Problem details:
Below is a set of entries; copy all of them exactly.

Data supplied:
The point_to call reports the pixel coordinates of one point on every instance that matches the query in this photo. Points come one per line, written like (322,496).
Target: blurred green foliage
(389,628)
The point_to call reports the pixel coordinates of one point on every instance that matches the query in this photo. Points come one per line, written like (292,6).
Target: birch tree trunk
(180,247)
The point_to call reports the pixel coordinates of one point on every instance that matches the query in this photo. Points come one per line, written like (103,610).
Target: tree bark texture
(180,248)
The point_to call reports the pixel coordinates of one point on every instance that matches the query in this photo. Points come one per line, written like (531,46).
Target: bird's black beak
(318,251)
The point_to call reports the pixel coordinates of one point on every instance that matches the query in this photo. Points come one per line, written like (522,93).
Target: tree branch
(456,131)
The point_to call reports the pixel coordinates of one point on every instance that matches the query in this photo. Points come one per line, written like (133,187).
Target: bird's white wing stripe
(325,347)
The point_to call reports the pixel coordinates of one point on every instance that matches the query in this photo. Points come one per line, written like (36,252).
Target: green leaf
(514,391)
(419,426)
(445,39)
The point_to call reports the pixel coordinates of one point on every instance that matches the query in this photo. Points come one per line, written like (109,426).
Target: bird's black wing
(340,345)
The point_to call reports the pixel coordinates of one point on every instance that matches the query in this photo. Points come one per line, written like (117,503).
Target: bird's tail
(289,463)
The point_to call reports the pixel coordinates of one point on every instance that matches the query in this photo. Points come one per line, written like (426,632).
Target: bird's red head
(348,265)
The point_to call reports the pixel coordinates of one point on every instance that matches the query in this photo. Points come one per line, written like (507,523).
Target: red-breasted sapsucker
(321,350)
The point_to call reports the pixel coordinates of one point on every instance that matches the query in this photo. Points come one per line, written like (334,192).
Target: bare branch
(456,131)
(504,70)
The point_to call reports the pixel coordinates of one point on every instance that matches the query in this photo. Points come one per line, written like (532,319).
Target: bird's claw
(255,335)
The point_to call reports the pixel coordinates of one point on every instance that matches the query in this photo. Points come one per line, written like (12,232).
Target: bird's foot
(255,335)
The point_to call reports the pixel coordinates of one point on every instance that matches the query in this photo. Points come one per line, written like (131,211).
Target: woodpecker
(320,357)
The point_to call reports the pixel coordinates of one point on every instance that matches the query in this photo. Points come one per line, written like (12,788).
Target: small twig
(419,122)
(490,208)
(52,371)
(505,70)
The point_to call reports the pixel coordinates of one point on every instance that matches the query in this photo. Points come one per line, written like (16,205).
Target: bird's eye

Reply:
The point_to call reports the pixel coordinates of one point on every instance that matches the query in this photo. Points come one per line, written like (322,496).
Target: blurred green foliage
(389,628)
The point_to call reports the pixel coordinates of one point on every instance that matches the query in this photo. Points come one per line, written like (292,6).
Target: birch tree trunk
(180,247)
The point_to call reports the pixel coordinates of one point on every instance that matches the query in this photo. Points come one per line, written like (103,610).
Target: tree bark texture
(180,248)
The point_to call reports the pixel coordinates of one point on every instance that matches the query in this photo. Points come one per line, written like (531,46).
Target: bird's black beak
(318,251)
The point_to call reports the pixel coordinates of one point on every instance that matches the query in this photo. Points come one per line, written like (522,93).
Target: tree branch
(456,131)
The point_to call reports the pixel coordinates of one point on every instance that matches the query in this photo. Points come one per line, written like (133,187).
Target: bird's white wing stripe
(325,347)
The point_to call reports the pixel coordinates of one point on every instance that matches the query in this photo. Points come one per line, written like (36,252).
Target: green leaf
(514,391)
(419,426)
(445,39)
The point_to call reports the pixel coordinates of one point on every instance that matches the query in this photo. Points come one per line, written like (109,426).
Target: bird's black wing
(340,345)
The point_to call reports the pixel coordinates of one point on every instance that matches the query in this photo. Points come one per line, written like (117,503).
Target: bird's tail
(289,463)
The point_to call reports the pixel coordinates of one point on every instance that matches the query in this photo. Points come one per line, written like (426,632).
Target: bird's red head
(348,265)
The point_to call reports the pixel coordinates of one point on every instance that matches the query in this photo. Points come one per line, written like (507,523).
Target: red-breasted sapsucker
(321,350)
The point_to call reports the pixel coordinates of one point on every instance that matches the query in this photo. Points come one per line, written like (334,192).
Target: bare branch
(456,131)
(504,70)
The point_to call reports the pixel coordinates of one point on every instance that matches the query in this photo. Points come one per line, written like (532,319).
Target: bird's claw
(255,335)
The point_to call reports the pixel coordinates of one point on every instance that matches the query in this photo. Points come one per line, written like (12,232).
Target: bird's foot
(255,335)
The point_to call reports the pixel coordinates of one point on every instance that matches the query in this photo. Points come one per line, written like (131,211).
Target: woodpecker
(320,357)
The point_to call reports the pixel coordinates of one point on every instance that matches the query in this photo. Points come one per line, written like (12,788).
Target: small twig
(419,122)
(490,208)
(52,371)
(505,70)
The point_to call reports the pixel coordinates of one point on every instance that matches the query in this photo. Points come one per line, written like (16,205).
Target: bird's eye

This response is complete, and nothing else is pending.